Görev Talimatı 1 — Animasyon filmi yapımını anlatan metinde "Bu ekipler birlikte" ile "iki yıl sürer." arasındaki bölümü, bu iki ifade de dahil olmak üzere harfi harfine yeniden yazın.
Görev Talimatı 2 —
Animasyon filmi yapımını anlatan metne göre aşağıdaki soruları yanıtlayın:
(a) Tarama işlemi karakterlere ve nesnelere neler kazandırır?
(b) Süreçteki en son işlem hangisidir?
(c) Bu iş yaklaşık ne kadar sürer?
Görev Talimatı 3 — Animasyon filmi yapımını anlatan metnin son cümlesinden sonra gelebilecek kısmı yazın.

Metin —
Daha sonra neler yaptınız? 
İlk çizimler ve modelleme tamamlandığında, sıra animatörlere gelir. Örneğin, onlar sette bir kamera çizerler, onun önüne de karakterleri dizerler. Bir sahne çizildikten sonra, sıra taramaya gelir. Tarama işlemi karakterlere ve nesnelere renk, derinlik ve doku veren aşamadır. Daha sonra, sıra aydınlatma ekibine gelir. En son işlem, sayısal kompozisyondur. Bu aşamada, belli bir sahnenin değişik katmanları üstüste konur. Buna bir örnek verelim: Eğer bir mercan kayalığında sohbet eden iki deniz kaplumbağası göstermek istiyorsanız, önce bu iki kahramanı sete yerleştireceksiniz, sonra su yüzüne yükselen hava kabarcıkları ya da plankton sürüleri gibi ikincil karakterler ve efektleri serpiştireceksiniz. Sualtındaki görme mesafesini ve ışıkları da işte bu sayısal kompozisyon aşamasında yaratıyoruz. 



Bu ekipler birlikte nasıl çalışıyor? Bütçe sınırlarını aşmamaya özen gösterdiğimiz SAMMY 2 filmindeki en büyük zorluk, filmdeki çeşitli ögelerle ilgili bilgilerin, bir bölümden diğerine, akıcı bir şekilde ulaşmasını sağlamak. Aslında, aksiyon olsun, televizyon dizisi olsun, belgesel olsun, her ne tür film çekiyorsanız çekin, yaptığınız iş aşırı derecede bölümlere ayrılmış bir iştir. Ama, uzun metrajlı bir çizgi film söz konusu olduğunda, bu durum iyice belirginleşir. Bu çalışma oldukça karmaşıktır çünkü bir ekipten diğer ekibe taşınacak dağlar kadar çok veri vardır! Üstüne üstlük, filmin, son haline gelmeden önce geçmesi gereken çok sayıda kontrol noktası vardır. Bu iş neresinden baksanız, yaklaşık iki yıl sürer.

Veri Kesitleri —
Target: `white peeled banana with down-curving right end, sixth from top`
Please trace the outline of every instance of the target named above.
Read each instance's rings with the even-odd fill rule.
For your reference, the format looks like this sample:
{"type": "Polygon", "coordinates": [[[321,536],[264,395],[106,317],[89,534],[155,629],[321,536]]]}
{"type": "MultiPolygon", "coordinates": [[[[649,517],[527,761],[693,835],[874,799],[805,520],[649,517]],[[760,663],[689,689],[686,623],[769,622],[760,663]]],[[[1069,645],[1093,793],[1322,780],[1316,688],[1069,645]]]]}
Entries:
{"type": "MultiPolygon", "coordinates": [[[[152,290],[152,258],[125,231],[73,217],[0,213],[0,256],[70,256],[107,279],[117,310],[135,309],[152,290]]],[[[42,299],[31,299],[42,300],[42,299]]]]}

Yanıt Alanı 1 —
Bu ekipler birlikte nasıl çalışıyor? Bütçe sınırlarını aşmamaya özen gösterdiğimiz SAMMY 2 filmindeki en büyük zorluk, filmdeki çeşitli ögelerle ilgili bilgilerin, bir bölümden diğerine, akıcı bir şekilde ulaşmasını sağlamak. Aslında, aksiyon olsun, televizyon dizisi olsun, belgesel olsun, her ne tür film çekiyorsanız çekin, yaptığınız iş aşırı derecede bölümlere ayrılmış bir iştir. Ama, uzun metrajlı bir çizgi film söz konusu olduğunda, bu durum iyice belirginleşir. Bu çalışma oldukça karmaşıktır çünkü bir ekipten diğer ekibe taşınacak dağlar kadar çok veri vardır! Üstüne üstlük, filmin, son haline gelmeden önce geçmesi gereken çok sayıda kontrol noktası vardır. Bu iş neresinden baksanız, yaklaşık iki yıl sürer.

Yanıt Alanı 2 —
(a) Renk, derinlik ve doku.
(b) Sayısal kompozisyon.
(c) Yaklaşık iki yıl.

Yanıt Alanı 3 —
Sizce, üç boyutlu filmlerin gerçek katma değeri nedir? Genelde, üç boyutlu filmler benim sinirimi bouyor çünkü iki boyutlu çizilip sonra iki kamerayla çekiliyorlar. Film ekibi alan genişliğiyle oynadığından, efektler üstünüze üstünüze geliyor ama onlar gerçek, “kabartma” efekt değil! O tür filmler, sinemaya girerken daha çok para verip özel gözlükler takan izleyiciyi resmen dolandırıyor diyebilirim çünkü o filmi normal bir sinemada iki boyutlu izleseler de sonuçta bir şey değişmez. Ben, insanların, bu filmi izledikten sonra, sinemadan bu düşüncelerle çıkmasını hiç arzu etmedim. Ben, izleyicinin, film bittiğinde, kendini gerçek bir üç boyutlu film izlemiş gibi hissetmesini istedim. İki boyutlu sinemanın, insanı belli bir duygusal ve entellektüel seviyeye taşıdığından eminim; bununla birlikte, üç boyutlu bir film de insanı olduğu yerden alır, filmin tam içine fiziksel olarak sokar. İzleyicide bu etkiyi uyandırabilmek için, yön duygusunu, sinematografik bir araçtan daha çok, görsel bir araç olarak algılamalısınız. Her sahnede, tıpkı tiyatroda olduğu gibi, izleyicinin mekan içindeki pozisyonunu göz önünde bulundurmanız gerek.

Elinizde dev bir Hollywood filmi bütçesi olmamasına rağmen, çok başarılı bir sonuç elde etmisiniz. Önümüzdeki en büyük zorluk şuydu: Elimizdeki bütçe, A.B.D. yapımı uzun metrajlı bir animasyon filmi bütçesinin dörtte biri kadardı, yani yaklaşık 25 Milyon Avro. Bizim, ne yapıp edip bununla gerçek bir animasyon filmi yapmamız lazımdı. Ama iyi organize olursanız, ekipler için güzel bir takvim belirlerseniz ve ekip içinde çok yüksek hiyerarşi yaratmazsanız, bu mümkün. Üstelik, bizim için ayrı bir kolaylık da ekibimizin üç boyutlu alanında çok deneyimli ve farklı alanlarda yetenekli insanlardan oluşmuş olmasıydı. Bunun yanısıra, ben, film yapımcılığında karar verme sürecinin hızı ve etkinliğinin de, sponsorların belini bükmeden, A.B.D. yapımı büyük projelerle aşık atabilecek bir film çekmek için çok önemli olduğu kanısındayım.

Ekipleriniz kaçar kişiden oluşuyor?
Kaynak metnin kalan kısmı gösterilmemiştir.